Problem:
Every record is to be printed exactly as written, and any picture in it is skipped.

Provided records:
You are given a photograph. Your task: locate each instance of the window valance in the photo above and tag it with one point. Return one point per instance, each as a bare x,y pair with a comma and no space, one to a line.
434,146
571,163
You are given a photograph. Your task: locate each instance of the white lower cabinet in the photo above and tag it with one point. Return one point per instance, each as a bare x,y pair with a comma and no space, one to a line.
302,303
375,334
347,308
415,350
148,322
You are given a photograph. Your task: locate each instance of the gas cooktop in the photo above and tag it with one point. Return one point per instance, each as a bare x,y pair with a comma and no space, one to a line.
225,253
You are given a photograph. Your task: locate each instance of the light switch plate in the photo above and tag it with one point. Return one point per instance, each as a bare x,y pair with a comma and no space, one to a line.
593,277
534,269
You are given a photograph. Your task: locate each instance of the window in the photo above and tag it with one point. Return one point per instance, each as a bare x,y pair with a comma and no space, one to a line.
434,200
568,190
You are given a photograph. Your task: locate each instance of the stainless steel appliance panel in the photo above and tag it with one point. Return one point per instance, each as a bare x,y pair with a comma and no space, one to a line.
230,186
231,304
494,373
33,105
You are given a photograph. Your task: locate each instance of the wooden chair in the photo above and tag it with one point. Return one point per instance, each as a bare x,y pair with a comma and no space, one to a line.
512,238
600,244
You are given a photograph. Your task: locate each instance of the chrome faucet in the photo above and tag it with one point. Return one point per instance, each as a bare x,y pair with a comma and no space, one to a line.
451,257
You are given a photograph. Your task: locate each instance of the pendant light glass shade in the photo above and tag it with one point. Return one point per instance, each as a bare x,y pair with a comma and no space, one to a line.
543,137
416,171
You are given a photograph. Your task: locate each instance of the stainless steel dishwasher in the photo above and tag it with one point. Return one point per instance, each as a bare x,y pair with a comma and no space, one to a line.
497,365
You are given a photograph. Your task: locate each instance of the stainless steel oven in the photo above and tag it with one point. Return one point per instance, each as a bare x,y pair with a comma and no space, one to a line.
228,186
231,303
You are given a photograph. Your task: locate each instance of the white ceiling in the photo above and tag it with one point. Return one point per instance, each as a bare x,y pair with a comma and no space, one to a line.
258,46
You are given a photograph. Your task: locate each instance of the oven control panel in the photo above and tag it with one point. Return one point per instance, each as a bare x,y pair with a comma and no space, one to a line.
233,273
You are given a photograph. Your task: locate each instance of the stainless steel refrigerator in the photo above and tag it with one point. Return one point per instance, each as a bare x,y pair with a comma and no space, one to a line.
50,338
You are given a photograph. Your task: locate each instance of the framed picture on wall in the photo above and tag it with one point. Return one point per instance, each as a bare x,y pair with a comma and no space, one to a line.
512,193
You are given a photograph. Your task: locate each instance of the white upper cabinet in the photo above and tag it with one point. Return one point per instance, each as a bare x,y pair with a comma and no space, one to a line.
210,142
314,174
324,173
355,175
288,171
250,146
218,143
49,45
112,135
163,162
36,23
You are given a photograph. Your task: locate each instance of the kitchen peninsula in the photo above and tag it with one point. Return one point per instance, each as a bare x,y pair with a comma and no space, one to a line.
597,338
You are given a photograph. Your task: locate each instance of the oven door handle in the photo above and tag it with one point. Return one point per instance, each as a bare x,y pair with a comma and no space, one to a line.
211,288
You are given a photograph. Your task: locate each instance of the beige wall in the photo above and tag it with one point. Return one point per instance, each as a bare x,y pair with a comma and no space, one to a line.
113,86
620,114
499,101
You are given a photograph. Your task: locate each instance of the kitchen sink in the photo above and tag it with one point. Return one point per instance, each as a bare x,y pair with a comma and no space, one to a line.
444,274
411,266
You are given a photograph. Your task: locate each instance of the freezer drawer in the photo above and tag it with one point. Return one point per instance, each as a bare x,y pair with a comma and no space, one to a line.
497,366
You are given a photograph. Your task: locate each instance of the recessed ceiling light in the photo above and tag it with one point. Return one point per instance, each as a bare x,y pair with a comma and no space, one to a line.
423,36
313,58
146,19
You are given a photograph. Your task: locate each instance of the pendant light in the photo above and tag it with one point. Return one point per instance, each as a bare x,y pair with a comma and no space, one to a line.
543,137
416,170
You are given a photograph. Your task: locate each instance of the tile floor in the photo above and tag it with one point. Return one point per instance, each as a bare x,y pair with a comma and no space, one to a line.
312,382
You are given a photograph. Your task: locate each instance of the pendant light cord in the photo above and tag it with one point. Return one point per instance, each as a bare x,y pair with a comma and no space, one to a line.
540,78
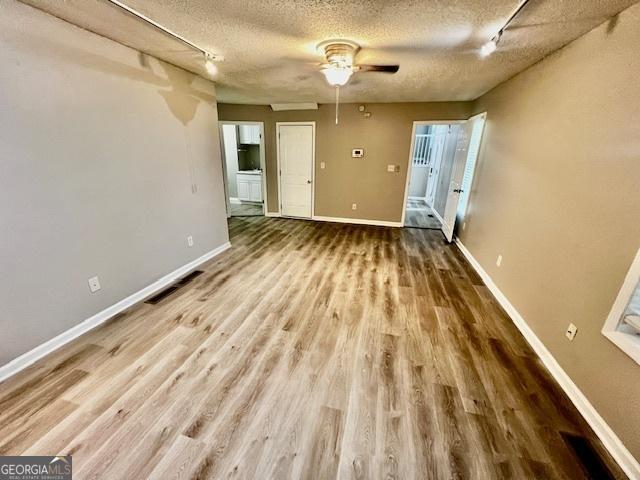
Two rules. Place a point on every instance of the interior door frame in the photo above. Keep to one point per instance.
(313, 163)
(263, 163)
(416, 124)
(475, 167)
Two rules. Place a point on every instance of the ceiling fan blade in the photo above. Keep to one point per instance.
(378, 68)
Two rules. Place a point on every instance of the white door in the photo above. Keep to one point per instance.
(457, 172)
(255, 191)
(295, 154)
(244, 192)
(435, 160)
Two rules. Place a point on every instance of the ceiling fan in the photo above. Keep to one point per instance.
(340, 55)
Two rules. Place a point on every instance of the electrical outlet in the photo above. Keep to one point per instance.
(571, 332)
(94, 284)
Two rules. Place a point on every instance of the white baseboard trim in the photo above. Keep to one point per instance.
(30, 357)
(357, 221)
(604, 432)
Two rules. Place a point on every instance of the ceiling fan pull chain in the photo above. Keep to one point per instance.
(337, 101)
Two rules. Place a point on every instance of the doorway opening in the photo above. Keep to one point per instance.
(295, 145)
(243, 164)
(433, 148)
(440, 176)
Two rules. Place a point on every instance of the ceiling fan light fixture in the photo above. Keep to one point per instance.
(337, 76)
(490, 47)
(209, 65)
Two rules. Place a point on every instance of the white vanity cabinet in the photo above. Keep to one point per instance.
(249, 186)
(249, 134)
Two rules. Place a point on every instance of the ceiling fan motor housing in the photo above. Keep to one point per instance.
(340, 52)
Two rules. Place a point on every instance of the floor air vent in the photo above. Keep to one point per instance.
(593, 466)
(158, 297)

Response area:
You are given a photograph. Your task: locate each instance of the window valance in the photo above and tag it with one point. Return one point per instance, each as a bare x,y pair with a comma and no space, one to a line.
434,146
571,163
You are given a photograph. Your task: locate each instance of the white lower cabinet in the photo above and tag it with one point. Return one point per instance, each as a bare x,y pair with a comma and no space, one to a line.
302,303
375,334
347,308
415,350
148,322
You are given a photograph. Your task: locate each instance of the gas cooktop in the photo above and tag it with one point. Return one point per instance, each as a bare x,y pair with a comma and no space, one to a line.
225,253
You are given a photograph. Your task: locate each instance of the light switch plate in the photo above and tag it with one point. Return one point per instance, each as a bare x,y pair with a comma and no space, one to a line.
593,277
534,269
You are given a photograph. Your task: locate each instance of the window in the photo above and tag it with one point. Return one point per instance, each as a bare x,y pair with a comma and no space, one to a line.
434,200
568,190
You are given a photograph. Your task: locate each instance of the stainless steel appliance panel in the photo above and tag it with one point. Return one point per instance, each as a bare x,y pair with a comma and no space, one to a line.
230,186
231,304
494,373
33,105
You are given a photograph. Your task: locate each instance of the wooden chair in the photo above and tag it with one point. Return one point per instance, each as a bare x,y pair with a comma and no space, one to a line.
512,238
600,244
You are given a photograph. Your task: locate each instance of the chrome faucet in the photo above and tag it with one point. Return one point per instance, each as a bare x,y pair with a comma and no space, one to a line.
451,257
You are given a photograph. Your task: locate each instance of the pendant light glass shade in the photo above and tag it with one point. Return one point per instance, each as a bare x,y pair with a comma and no space, one to a line.
543,137
416,171
You are given a photograph. Your task: locate each instance of the stainless steel dishwasher in the photo above and tag it with one point. Return one point per instance, each as a bare x,y pair with a comma and no space, one to a line.
497,365
You are given a photograph. Your task: locate each instance of the stainless steel oven in the photo above and tag it with one point. Return one point per instance, each as a bare x,y pair with a comma and no space, one to a line.
228,186
231,303
You are given a photograph. Your task: locate each instance of the white ceiling in the photo above and tag it with one point. Return one point per instance, each as a bare x,y pair with a comma and no space, one to a line.
258,46
You are given a photograph. Your task: locate each instance of the oven control panel in the photo above and tag it with one point. Return one point per instance, each as a bare x,y pair with a comma and no space, one to a line.
233,273
You are given a photograph. Your task: locate each instance of the stainless steel refrigerator in the photo above and tag it with one point. Return one point per instance, each as a bare x,y pair with a comma and no space, one to a line.
50,338
You are given a photograph. Your task: locate each instance of the framed picture on wall in the photo above and tag it with one point. Return one point per instance, each as a bare x,y pair with a comma and no space, one to a line.
512,193
You are given a photograph. Your task: locate each instance of the white upper cabinet in the photo above and tag it with one point. Return one point per instance, each as a bare x,y pair with a comma and no space, one to a line.
210,142
314,174
324,173
355,175
288,171
250,146
218,143
49,45
112,135
163,162
36,23
You are given a photograph. Your task: locate each instance of the kitchen peninsula in the photo above and tag it with one point. Return one point per instance, each as a bare x,y pair with a comma and no space, one to a line.
597,338
You are given a photograph. Your task: locate each instance of the oven door handle in the photo above and tag it with one point. Return one point per instance, each as a bare x,y pair with a comma and no space, one to a line.
211,288
You are given a photograph. Your task: locate each instance of the beige wall in the photo above and tag it with one point. Return one point per instance, each as a bare x,y pair with a comma and no space, one to a line.
113,86
620,114
499,101
You are given a photograph. Your task: locate each instance of the kitchen sink in the photo above and tag it with one point. Return one point per instance, each as a bare x,y pair with a comma and no space, one to a line.
444,274
411,266
You are given a photograph. Your task: locate each instance of the freezer drawer in the photo above and tag it with one point. Return one point per instance, each as a bare x,y pair with a comma and no space, one to a line.
497,366
You are given a photograph. Your task: locate each instance of the recessed ceiling light in the photo above and tag it with one point. Return one point per instance, each as a bare x,y pair with a comma and no space, one to a line.
423,36
313,58
146,19
You are given a photograph. Your task: locate each instance of the pendant light in the photo above and tag it with one point. Return one point per instance, each as a bare x,y pair with a comma and no space, one to a line.
543,137
416,170
You are given a photograph. Your task: locate each instance of the tile floor in the photo above and tag it with one point. Return one point per instance, each as a bare x,y pair with a comma and no space, one to a line.
312,382
You are given a photograph. Your task: locate each instance of the pendant light cord in the photo above and tag it with one point. Return one point per instance, each as a bare x,y pair with a comma and no space, one to a line.
540,78
Two rules. Place a point on every instance of the interior door frame in the photo above. Keep to one point per instance.
(313, 163)
(263, 163)
(416, 124)
(475, 167)
Two rules. Place a point on every instance of the ceiling fan blade in the photo above. Keep to one point per instance.
(378, 68)
Two rules. Place a point on every instance of the white door in the photo above. Keep to one point per instance.
(457, 172)
(255, 191)
(295, 154)
(244, 192)
(435, 160)
Two rules. Place a point on every instance of the ceiling fan in the photo above. Keep to one point per instance.
(340, 55)
Two rules. Place a point on every instance of the electrical outlet in the photo above. Keep to one point per instance.
(571, 332)
(94, 284)
Two rules. Place a point on every instance of the white baseboard trim in the photo above. Keep to one point per instance.
(30, 357)
(357, 221)
(604, 432)
Two rules. Place a point on every instance of the ceiling fan pull chain in the photo above. Keep to one point per instance.
(337, 101)
Two rules. Place a point on every instance of the doorway opening in the photo above. Keep to one point per instance.
(295, 145)
(243, 164)
(433, 148)
(440, 176)
Two rules. Place a point on every instance of the ceiling fan light fixture in the photo above. Keep to one point per instance.
(337, 76)
(490, 47)
(209, 65)
Two rules. Place a point on every instance of the white vanity cabinet in the photo above. Keep to one point per instance.
(249, 186)
(249, 134)
Two rules. Place a point on every instance of the ceiling fan motor housing in the photo above. Keep to one point per instance.
(340, 52)
Two rules. Place a point on every instance of the floor air vent in the photo above. Keep to one point per instance.
(593, 466)
(158, 297)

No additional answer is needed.